Input records →
**********
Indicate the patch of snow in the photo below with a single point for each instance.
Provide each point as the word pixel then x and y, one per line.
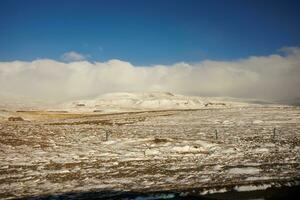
pixel 244 188
pixel 244 170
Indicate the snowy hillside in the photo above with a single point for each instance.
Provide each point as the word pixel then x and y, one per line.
pixel 114 102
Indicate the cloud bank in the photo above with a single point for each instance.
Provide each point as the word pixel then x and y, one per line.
pixel 273 77
pixel 72 56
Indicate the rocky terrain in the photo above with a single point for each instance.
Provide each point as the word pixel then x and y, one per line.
pixel 187 151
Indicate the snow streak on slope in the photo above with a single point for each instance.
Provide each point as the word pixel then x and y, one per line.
pixel 115 102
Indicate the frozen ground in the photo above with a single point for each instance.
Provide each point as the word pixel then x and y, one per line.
pixel 176 150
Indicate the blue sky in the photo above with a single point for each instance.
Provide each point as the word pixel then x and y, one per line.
pixel 147 32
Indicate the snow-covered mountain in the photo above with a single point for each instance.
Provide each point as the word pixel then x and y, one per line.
pixel 125 101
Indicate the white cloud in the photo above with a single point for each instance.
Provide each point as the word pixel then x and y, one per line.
pixel 73 56
pixel 270 77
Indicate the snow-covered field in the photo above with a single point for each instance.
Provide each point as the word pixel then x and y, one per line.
pixel 215 148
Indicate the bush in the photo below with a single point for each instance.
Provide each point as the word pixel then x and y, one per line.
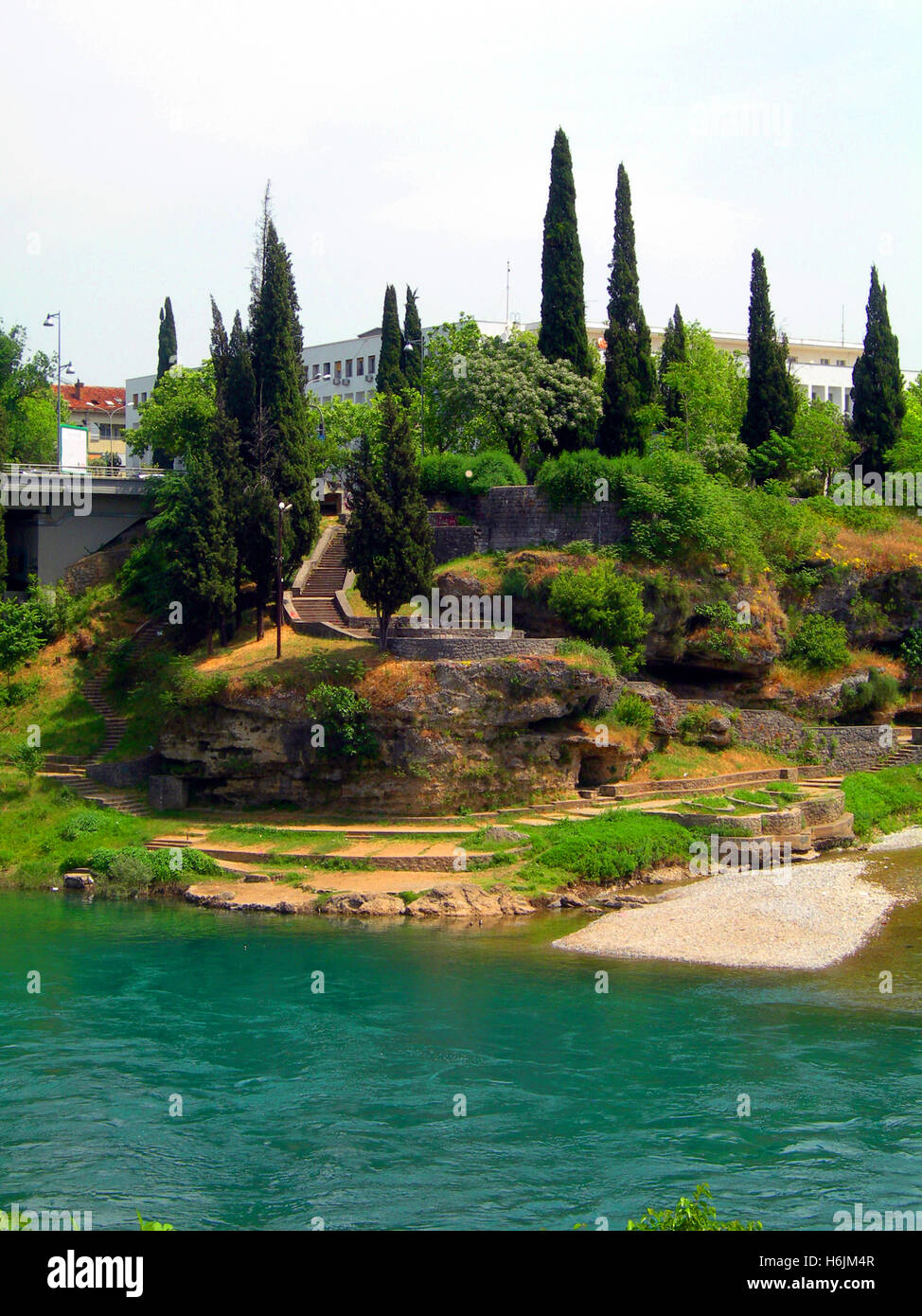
**********
Write out all of the data above word for word, but leave out the pictures.

Indicate the patch of snow in the photo below with a single point for each instance.
Provide each point as the word pixel then x and y, one per line.
pixel 244 188
pixel 244 170
Indicate the snowy hillside in the photo above with a single point for each instance.
Provide each point as the word pixel then x and y, one per line.
pixel 114 102
Indicate the cloud bank in the photo above with a single point for each instance.
Provide each point as the word pixel then x and y, one per line.
pixel 273 77
pixel 72 56
Indicate the rocky terrain in the photo above with a single point for each instance.
Provide each point as the word pixel then x and y, one per line.
pixel 187 151
Indicate the snow streak on slope in the photo above with a single point for each instance.
Provide each point as the word pixel then x and y, one per line.
pixel 115 102
Indicate the frozen ground in the photo above with a single point for each instance.
Provide each point as the word pixel then x and y, one per line.
pixel 176 150
Indicate the blue sky in the photo above with a single point for each instance.
Provide each point as the word pixel then x and y, one per line.
pixel 147 32
Indicate the snow-covered mountain in the photo above with a single point for each instance.
Provide each point as the word pixel then x and y, one per line.
pixel 125 101
Indicate the white cloud in the photo above with a single point for each instance.
Provide each point as the word pixel then x and y, one per line.
pixel 73 56
pixel 270 77
Indicate the snow-covered field in the photo above with a single point for each instance.
Provide each point as the word pixel then x and y, one per line.
pixel 215 148
Indicate the bush in the photo below with a single point for each instance.
Provide each point as the word pixel then x and y, one per line.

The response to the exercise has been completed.